§ DATA EXCERPTS:
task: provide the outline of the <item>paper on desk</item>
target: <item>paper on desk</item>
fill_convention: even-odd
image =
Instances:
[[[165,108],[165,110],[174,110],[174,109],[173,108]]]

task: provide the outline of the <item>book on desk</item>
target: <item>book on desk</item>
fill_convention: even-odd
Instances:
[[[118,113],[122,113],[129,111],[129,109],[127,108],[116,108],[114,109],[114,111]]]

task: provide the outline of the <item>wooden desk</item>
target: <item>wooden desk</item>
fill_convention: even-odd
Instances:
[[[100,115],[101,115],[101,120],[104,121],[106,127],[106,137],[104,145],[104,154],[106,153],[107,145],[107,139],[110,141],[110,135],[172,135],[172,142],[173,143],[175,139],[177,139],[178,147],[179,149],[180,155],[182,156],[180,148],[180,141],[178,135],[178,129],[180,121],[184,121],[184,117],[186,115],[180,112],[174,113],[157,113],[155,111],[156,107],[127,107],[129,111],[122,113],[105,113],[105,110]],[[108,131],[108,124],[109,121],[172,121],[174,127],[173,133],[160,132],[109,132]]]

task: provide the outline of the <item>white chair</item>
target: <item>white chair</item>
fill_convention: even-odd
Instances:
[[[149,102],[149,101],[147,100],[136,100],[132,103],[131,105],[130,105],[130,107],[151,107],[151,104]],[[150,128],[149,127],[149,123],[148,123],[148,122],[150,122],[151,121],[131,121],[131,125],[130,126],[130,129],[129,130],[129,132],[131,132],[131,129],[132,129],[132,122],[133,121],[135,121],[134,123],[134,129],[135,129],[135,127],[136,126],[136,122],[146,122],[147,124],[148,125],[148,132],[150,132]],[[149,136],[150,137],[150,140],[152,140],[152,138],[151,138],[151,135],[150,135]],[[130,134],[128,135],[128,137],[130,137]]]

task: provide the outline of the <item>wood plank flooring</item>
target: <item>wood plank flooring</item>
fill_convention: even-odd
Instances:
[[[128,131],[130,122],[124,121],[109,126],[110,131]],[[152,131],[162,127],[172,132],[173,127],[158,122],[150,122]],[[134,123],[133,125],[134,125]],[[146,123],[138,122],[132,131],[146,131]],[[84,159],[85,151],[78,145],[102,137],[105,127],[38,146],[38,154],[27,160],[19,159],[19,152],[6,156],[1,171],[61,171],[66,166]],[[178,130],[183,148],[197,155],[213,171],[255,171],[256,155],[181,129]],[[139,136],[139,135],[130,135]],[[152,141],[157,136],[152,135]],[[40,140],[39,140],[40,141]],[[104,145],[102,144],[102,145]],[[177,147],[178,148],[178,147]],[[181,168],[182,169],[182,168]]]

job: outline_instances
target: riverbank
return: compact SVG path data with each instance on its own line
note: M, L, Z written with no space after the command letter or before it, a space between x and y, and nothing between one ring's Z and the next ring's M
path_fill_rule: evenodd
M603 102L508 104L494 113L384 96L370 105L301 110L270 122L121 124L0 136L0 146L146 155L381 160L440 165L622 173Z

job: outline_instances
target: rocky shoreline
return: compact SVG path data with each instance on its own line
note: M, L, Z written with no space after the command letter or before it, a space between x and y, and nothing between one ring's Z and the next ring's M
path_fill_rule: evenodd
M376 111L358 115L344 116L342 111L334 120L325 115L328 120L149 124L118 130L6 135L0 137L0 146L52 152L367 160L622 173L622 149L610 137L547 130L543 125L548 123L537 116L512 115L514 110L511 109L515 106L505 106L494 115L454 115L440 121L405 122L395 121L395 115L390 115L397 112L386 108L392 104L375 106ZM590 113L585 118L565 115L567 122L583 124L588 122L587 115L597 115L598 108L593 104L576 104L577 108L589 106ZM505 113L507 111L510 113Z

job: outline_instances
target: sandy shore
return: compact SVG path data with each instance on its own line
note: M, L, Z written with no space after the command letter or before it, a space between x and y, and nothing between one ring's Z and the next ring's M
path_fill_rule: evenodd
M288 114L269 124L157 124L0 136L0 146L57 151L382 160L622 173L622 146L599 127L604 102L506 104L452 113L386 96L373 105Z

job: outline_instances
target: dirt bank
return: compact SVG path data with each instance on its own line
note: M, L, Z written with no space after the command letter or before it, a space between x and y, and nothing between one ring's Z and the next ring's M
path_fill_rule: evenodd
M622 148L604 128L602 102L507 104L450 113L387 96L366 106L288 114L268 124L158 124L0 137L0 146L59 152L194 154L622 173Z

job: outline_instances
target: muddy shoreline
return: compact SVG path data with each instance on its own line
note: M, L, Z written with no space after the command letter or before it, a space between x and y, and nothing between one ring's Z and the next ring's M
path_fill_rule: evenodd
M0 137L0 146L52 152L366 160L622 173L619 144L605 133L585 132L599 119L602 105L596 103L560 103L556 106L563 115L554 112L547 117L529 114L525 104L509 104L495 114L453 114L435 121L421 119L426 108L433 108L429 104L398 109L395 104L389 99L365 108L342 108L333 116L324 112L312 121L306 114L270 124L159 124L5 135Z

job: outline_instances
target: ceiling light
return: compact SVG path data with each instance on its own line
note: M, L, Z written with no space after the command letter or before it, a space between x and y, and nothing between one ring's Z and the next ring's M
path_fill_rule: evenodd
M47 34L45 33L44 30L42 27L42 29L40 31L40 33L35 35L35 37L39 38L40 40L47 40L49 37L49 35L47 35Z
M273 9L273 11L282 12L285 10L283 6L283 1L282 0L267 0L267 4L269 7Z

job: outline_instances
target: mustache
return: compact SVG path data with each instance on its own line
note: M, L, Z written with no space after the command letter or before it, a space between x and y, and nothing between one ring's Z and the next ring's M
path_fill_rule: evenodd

§ WHAT IS NEEDED: Please count the lines in the data above that contain the string "provide", with case treated as significant, and reply with the number alone.

§ WORKED ANSWER: 5